YOUR TASK - Every record must be repeated exactly, with no omission.

DATASET RECORDS -
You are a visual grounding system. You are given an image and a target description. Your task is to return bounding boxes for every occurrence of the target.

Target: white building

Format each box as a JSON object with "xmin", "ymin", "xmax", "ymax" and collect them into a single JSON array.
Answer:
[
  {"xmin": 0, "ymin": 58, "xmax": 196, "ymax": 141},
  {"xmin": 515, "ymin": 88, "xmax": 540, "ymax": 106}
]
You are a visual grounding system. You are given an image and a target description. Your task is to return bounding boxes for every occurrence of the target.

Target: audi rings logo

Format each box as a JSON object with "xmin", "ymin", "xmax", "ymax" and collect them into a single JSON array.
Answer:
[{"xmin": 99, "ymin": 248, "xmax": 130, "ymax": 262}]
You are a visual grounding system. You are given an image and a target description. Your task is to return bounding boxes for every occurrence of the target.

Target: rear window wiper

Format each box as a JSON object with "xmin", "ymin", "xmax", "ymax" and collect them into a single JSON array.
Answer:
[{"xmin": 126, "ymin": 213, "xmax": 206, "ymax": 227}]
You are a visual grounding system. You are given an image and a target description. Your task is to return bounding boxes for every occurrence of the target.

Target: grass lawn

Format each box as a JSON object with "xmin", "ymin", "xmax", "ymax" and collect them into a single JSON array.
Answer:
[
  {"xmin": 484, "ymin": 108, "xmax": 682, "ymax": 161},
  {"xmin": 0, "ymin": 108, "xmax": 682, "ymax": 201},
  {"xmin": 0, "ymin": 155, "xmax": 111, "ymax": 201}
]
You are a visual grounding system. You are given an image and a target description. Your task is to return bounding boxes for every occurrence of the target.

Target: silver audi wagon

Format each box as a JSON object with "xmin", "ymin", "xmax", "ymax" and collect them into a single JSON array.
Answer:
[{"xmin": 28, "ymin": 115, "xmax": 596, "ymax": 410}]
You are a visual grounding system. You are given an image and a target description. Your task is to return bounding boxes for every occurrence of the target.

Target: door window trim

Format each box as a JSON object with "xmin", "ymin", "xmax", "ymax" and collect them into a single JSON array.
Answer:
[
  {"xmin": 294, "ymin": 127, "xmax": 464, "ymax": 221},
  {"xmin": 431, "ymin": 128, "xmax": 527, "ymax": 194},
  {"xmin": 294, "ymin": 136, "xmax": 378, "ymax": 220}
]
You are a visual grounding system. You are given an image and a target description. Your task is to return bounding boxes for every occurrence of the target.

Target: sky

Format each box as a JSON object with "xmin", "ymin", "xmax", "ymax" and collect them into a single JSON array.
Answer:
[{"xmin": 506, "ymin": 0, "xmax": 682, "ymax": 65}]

FULL SOLUTION -
You are a visual grounding system. You are given an image and a target description. Your task is to return bounding boxes for every occurrence of the target.

Target: white building

Format each box as a JSON object with "xmin", "ymin", "xmax", "ymax" and collect them into a single JSON array.
Answer:
[
  {"xmin": 0, "ymin": 58, "xmax": 196, "ymax": 141},
  {"xmin": 515, "ymin": 88, "xmax": 540, "ymax": 106}
]
You are a visual grounding system. You are given an image and a target description. Your task is to return bounding boxes for every occurrence of the target.

Target: audi rings logo

Format each box as a JSON object with "xmin", "ymin", "xmax", "ymax" and collect them into a single JSON array.
Answer:
[{"xmin": 99, "ymin": 248, "xmax": 130, "ymax": 262}]
You are a visual grounding system. You are given an image and a target description. Your task is to return bounding boxes for every occurrence of the target.

Target: rear window wiper

Format each box as a JSON object with "xmin", "ymin", "xmax", "ymax" and collect them into a single JSON array.
Answer:
[{"xmin": 126, "ymin": 213, "xmax": 206, "ymax": 227}]
You are a visual grounding system. You are given an image and a target description. Your task is to return bounding boxes for every occurrence of the target.

Target: grass lawn

Format each box as a JSON object with "xmin", "ymin", "xmax", "ymax" and collect them into a single JSON array.
Answer:
[
  {"xmin": 484, "ymin": 108, "xmax": 682, "ymax": 161},
  {"xmin": 0, "ymin": 108, "xmax": 682, "ymax": 201},
  {"xmin": 0, "ymin": 155, "xmax": 111, "ymax": 201}
]
You are a visual grounding system. You are given an image and a target description. Your task is to return bounding boxes for every occurrence of the target.

Target: silver audi wagon

Format each box as a JSON object with "xmin", "ymin", "xmax", "ymax" and collect them into a single JSON array.
Answer:
[{"xmin": 28, "ymin": 115, "xmax": 596, "ymax": 410}]
You are a visual grounding system. You are given an image and a target description. Your task is to return bounding boxes for every occurrence of the target.

Target: door window trim

Format each box as a JSON object with "xmin", "ymin", "xmax", "ymax" and collect them into a single JSON array.
Answer:
[
  {"xmin": 294, "ymin": 127, "xmax": 464, "ymax": 221},
  {"xmin": 431, "ymin": 128, "xmax": 527, "ymax": 194},
  {"xmin": 294, "ymin": 136, "xmax": 378, "ymax": 220}
]
You are a visual grounding system. You are given an image and a target description. Your task is to return bounding boxes for every occurrence of the target.

Target: sky

Format each box as a JSON object with "xmin", "ymin", "xmax", "ymax" and collect them into a single JSON array.
Answer:
[{"xmin": 506, "ymin": 0, "xmax": 682, "ymax": 65}]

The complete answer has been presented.